Extracted records:
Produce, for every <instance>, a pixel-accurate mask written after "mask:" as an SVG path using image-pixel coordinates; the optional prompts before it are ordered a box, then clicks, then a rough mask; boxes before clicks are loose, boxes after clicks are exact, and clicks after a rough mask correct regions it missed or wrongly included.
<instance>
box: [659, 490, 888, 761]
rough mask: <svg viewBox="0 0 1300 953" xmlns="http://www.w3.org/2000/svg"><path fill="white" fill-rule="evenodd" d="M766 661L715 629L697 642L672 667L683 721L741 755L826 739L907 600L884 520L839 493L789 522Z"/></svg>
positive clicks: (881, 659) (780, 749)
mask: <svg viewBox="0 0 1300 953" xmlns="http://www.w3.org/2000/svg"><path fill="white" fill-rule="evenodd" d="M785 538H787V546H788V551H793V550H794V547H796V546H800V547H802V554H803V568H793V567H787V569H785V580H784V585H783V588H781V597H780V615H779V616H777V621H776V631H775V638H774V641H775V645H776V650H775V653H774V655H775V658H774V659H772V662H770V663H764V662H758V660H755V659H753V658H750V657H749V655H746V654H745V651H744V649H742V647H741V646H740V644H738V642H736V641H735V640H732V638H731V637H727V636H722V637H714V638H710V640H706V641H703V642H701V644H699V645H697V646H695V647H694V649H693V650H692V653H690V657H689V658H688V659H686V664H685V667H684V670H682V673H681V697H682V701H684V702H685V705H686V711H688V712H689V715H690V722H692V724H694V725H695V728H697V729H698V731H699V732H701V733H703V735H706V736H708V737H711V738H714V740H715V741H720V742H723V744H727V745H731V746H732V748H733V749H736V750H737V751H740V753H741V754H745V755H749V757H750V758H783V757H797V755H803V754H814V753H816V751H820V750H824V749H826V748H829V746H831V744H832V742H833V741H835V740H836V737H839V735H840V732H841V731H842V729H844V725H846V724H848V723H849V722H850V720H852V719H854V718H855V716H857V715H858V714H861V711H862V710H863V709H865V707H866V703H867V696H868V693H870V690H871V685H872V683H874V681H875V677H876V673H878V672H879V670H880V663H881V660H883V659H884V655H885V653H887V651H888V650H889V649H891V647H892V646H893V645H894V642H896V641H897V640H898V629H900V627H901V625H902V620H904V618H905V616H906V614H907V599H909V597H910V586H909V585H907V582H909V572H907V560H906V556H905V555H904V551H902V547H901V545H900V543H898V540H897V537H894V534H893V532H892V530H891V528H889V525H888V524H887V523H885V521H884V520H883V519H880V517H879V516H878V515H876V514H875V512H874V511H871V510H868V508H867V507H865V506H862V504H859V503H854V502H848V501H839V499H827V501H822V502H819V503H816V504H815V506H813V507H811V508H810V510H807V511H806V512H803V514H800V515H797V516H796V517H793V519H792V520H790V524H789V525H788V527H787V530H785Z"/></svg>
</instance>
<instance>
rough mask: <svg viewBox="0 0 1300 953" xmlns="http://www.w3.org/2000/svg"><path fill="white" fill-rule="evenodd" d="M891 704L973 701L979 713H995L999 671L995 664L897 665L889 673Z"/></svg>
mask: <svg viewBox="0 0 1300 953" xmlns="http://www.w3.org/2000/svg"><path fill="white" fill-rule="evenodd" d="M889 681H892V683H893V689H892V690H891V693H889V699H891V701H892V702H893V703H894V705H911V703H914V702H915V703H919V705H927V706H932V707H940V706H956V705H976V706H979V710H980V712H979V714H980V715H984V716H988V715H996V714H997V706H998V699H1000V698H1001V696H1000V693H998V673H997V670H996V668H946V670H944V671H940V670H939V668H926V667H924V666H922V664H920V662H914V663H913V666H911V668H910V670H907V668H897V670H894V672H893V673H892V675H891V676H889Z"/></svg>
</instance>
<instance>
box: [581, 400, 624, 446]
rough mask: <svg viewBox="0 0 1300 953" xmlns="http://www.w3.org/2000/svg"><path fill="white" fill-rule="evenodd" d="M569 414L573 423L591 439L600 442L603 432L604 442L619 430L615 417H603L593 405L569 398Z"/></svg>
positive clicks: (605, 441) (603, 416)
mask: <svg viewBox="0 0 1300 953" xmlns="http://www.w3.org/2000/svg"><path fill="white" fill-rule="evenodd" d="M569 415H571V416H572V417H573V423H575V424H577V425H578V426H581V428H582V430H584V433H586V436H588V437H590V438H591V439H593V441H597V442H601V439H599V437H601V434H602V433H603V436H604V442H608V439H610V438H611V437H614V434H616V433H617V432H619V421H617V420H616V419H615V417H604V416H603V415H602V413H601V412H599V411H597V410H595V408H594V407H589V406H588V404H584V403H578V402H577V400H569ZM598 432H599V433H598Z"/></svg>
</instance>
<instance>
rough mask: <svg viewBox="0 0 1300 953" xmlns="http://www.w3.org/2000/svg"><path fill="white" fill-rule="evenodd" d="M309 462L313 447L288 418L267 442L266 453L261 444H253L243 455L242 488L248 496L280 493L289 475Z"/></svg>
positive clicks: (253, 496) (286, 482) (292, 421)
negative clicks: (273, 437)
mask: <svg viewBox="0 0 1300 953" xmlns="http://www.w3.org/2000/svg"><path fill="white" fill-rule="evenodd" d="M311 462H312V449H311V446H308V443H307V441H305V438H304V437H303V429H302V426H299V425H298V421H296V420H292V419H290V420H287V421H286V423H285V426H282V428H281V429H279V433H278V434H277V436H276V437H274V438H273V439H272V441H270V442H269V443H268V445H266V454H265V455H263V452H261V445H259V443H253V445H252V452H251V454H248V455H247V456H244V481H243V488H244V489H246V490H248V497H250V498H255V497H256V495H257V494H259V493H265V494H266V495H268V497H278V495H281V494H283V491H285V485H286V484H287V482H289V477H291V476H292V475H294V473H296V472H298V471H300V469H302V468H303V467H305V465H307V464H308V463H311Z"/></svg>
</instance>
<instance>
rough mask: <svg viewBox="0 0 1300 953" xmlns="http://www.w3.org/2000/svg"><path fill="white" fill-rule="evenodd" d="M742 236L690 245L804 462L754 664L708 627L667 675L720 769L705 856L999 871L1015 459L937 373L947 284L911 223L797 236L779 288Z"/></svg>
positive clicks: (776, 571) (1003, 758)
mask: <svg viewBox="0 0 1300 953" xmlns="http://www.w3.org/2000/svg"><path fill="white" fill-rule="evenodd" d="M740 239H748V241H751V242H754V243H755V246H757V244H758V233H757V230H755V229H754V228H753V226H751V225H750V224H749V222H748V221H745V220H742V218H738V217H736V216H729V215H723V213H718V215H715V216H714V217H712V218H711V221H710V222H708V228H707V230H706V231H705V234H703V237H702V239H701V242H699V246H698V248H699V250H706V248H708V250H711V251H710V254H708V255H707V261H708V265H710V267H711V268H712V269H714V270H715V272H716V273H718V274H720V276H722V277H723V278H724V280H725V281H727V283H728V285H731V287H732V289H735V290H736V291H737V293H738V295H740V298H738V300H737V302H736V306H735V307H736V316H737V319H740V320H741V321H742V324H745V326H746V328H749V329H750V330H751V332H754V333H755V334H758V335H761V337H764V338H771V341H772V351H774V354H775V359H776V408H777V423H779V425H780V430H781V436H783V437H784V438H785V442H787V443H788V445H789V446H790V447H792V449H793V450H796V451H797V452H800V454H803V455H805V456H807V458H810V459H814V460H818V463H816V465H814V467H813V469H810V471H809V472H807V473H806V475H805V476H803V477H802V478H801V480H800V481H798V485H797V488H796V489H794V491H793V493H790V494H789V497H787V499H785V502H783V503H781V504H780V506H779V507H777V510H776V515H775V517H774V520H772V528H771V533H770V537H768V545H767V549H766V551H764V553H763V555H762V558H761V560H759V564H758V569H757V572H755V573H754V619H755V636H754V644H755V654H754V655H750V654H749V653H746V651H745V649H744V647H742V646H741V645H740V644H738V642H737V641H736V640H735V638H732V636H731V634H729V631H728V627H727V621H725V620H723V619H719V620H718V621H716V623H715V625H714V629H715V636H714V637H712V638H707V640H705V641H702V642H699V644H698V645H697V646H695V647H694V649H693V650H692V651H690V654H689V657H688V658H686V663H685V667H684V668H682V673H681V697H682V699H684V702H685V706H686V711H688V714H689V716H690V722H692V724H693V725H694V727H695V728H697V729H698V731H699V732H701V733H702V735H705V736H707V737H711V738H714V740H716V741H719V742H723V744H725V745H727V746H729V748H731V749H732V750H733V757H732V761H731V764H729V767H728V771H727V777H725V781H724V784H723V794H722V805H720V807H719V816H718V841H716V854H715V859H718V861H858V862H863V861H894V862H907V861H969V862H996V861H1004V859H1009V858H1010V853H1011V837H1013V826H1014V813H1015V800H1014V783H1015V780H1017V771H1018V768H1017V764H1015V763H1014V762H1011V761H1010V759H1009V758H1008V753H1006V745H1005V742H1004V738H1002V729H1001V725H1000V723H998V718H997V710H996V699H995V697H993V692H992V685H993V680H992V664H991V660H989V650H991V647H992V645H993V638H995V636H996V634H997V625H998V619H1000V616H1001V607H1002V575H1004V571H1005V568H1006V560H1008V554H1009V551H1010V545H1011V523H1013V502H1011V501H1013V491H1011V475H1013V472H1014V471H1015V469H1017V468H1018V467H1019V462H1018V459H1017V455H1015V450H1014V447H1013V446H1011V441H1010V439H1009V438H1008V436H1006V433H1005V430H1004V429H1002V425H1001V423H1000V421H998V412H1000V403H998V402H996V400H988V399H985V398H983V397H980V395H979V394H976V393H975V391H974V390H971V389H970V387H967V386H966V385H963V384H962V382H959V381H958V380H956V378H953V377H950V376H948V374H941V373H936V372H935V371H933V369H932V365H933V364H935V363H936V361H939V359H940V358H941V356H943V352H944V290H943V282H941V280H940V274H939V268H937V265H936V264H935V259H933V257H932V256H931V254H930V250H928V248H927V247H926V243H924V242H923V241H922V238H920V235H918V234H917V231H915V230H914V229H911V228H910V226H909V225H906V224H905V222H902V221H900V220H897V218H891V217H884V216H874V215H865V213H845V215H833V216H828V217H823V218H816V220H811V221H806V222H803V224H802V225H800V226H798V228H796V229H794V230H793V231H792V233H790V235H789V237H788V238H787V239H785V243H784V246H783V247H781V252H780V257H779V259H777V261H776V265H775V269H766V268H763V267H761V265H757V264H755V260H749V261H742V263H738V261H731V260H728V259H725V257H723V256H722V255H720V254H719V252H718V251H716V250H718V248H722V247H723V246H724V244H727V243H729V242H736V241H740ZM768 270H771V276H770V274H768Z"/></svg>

— Exercise details —
Count the lines in the records that contain the string "positive", treating uppercase and lowercase as different. Give only the number.

— Task solution —
4